— Direction —
Starting at the line that contains "Locate every instance of the finger in" and continuing through the last line of the records below, copy the lines exactly as they appear. Omit the pictures from your copy.

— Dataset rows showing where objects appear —
- - -
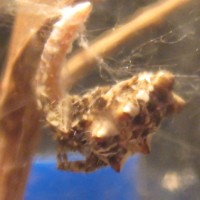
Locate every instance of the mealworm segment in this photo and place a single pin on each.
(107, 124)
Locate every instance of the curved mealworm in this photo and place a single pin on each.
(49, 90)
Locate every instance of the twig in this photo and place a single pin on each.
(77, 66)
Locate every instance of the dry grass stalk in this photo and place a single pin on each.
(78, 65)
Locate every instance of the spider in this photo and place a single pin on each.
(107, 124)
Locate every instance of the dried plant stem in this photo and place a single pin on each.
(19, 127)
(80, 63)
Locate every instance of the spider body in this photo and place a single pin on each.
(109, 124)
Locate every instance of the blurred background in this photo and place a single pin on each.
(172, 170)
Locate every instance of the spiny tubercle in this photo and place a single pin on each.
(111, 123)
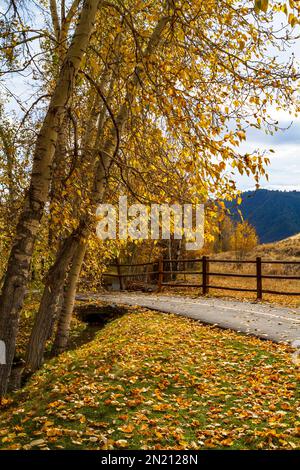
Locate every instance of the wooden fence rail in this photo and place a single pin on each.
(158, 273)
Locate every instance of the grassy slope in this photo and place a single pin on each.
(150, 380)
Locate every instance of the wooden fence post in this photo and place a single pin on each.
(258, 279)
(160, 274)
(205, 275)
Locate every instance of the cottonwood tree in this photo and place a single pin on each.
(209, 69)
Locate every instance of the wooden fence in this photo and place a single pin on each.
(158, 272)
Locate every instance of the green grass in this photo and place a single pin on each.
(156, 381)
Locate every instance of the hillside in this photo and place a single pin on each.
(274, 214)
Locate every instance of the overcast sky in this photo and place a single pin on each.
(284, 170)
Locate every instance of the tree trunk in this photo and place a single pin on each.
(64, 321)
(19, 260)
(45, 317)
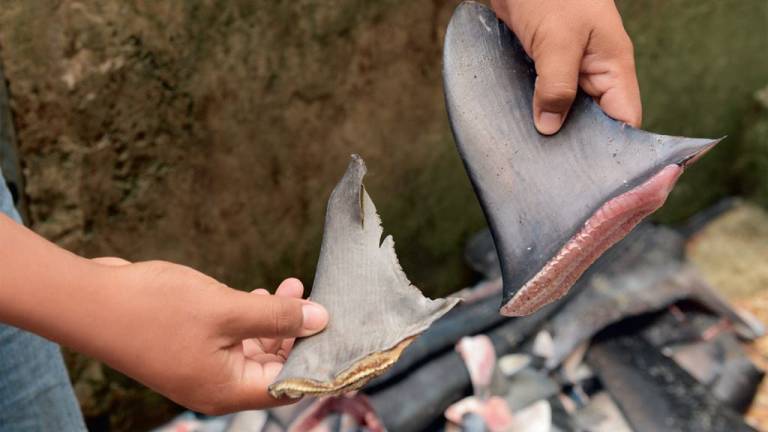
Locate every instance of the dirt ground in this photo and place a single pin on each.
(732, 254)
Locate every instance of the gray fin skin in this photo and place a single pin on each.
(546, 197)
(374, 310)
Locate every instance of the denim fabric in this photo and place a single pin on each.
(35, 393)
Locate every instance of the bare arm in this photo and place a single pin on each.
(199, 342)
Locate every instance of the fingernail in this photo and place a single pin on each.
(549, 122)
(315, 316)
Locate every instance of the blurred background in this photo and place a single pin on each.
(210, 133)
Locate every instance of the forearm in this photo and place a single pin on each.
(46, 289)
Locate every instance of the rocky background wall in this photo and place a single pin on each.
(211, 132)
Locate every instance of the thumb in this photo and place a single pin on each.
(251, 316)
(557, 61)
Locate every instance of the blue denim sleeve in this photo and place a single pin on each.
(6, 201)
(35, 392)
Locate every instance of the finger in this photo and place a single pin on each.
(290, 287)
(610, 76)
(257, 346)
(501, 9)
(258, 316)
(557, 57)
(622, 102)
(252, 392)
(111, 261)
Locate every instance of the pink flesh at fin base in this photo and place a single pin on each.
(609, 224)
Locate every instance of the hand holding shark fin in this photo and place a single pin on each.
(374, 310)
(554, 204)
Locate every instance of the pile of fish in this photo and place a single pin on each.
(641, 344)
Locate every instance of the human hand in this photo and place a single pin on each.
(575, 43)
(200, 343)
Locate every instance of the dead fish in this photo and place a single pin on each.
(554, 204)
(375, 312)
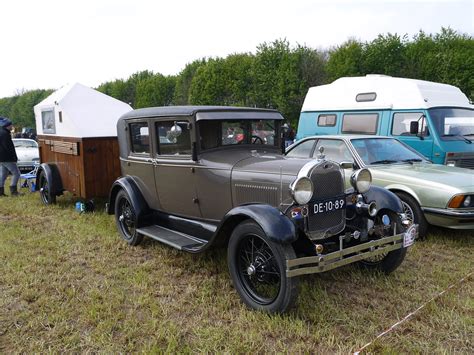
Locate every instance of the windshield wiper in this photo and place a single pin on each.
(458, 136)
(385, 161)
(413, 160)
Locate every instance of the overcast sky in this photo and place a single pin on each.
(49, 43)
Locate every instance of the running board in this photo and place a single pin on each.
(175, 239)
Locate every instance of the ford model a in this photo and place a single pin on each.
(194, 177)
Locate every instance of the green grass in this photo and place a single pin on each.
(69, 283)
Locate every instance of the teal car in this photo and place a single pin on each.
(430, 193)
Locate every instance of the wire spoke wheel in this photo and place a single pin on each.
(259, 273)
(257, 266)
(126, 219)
- - -
— Full response —
Locate every instance of the finger in this photo and place a single pin on each.
(290, 287)
(610, 76)
(257, 346)
(501, 9)
(258, 316)
(557, 57)
(622, 102)
(252, 392)
(111, 261)
Locate every instance of the pink flesh at fin base in this photo and place a single pin on each.
(609, 224)
Locate every instance of the hand holding shark fin in this photo and place a single pin on each.
(374, 310)
(554, 204)
Locate every instance of the pile of fish in this photo and place a single pin on each.
(641, 344)
Locate every instance of the human hand in this photo and place a single pin on each.
(575, 43)
(200, 343)
Locate every instance of the dead fish in this photo and place a single pin on each.
(554, 204)
(375, 312)
Locate every instance of the windshield wiper in this photo and place a single pin on each.
(458, 136)
(385, 161)
(413, 160)
Locate every instance of the overcast sky in this photo and place a single pin on each.
(49, 43)
Locate every instance of the running board in this photo and place a single pin on each.
(175, 239)
Locate every instance of the ford model a in this photo and place a single pin on each.
(194, 177)
Locate every instance of the green grass in this photo and place a single pin on each.
(69, 283)
Locate every instance of the teal car in this photo and place a single pin on each.
(430, 193)
Locate every instance of the wire spoke wheel in this photo and place a single pin on each.
(259, 273)
(257, 266)
(126, 219)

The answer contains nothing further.